_INSTRUCTION:_ Please rewrite every entry below in full, requests included, shifting each box coordinate in the answers up by 18.

_ENTRIES:_

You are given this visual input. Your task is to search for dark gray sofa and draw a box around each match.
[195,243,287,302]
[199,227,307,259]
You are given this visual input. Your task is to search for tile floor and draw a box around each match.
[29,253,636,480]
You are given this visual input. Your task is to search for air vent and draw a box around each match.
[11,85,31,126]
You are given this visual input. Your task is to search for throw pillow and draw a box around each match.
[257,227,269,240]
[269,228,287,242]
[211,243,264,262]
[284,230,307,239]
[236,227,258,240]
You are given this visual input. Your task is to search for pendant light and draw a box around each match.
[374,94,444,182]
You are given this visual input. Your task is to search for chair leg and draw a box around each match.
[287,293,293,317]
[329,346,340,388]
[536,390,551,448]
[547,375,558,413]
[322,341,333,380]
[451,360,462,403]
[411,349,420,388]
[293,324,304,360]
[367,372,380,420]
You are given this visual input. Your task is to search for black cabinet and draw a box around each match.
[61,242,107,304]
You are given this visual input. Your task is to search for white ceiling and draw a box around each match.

_SOLUTION TO THIS TASK:_
You are given this visual input. Your task is to search for dark gray sofa and draw a box around each match.
[213,261,305,320]
[217,245,325,277]
You are given this visual input. Your task is to search for tile floor and draw a box around each match.
[47,271,654,498]
You are given this visual input. Your task is to search for air vent and draw a box around each match.
[29,103,49,144]
You are given this visual input. Your task is to search for throw pillow and draw a box around each match.
[275,245,287,258]
[287,246,305,260]
[229,261,282,280]
[302,248,325,257]
[254,245,276,258]
You are given this visual input. Your task is to search for pendant light and draw a box around each match.
[392,112,462,200]
You are given this visual input. Your task is to search for chair leg and draw a box around each match.
[305,311,311,335]
[347,364,358,406]
[554,408,569,466]
[565,393,576,431]
[340,359,351,398]
[469,378,480,421]
[429,367,438,406]
[311,342,322,378]
[385,390,398,438]
You are given this visual input. Your task is to search for black cabinet and draw a box around each match.
[79,260,125,322]
You are given this visual input. Your task is to search for white ceiling and draw a box around each match.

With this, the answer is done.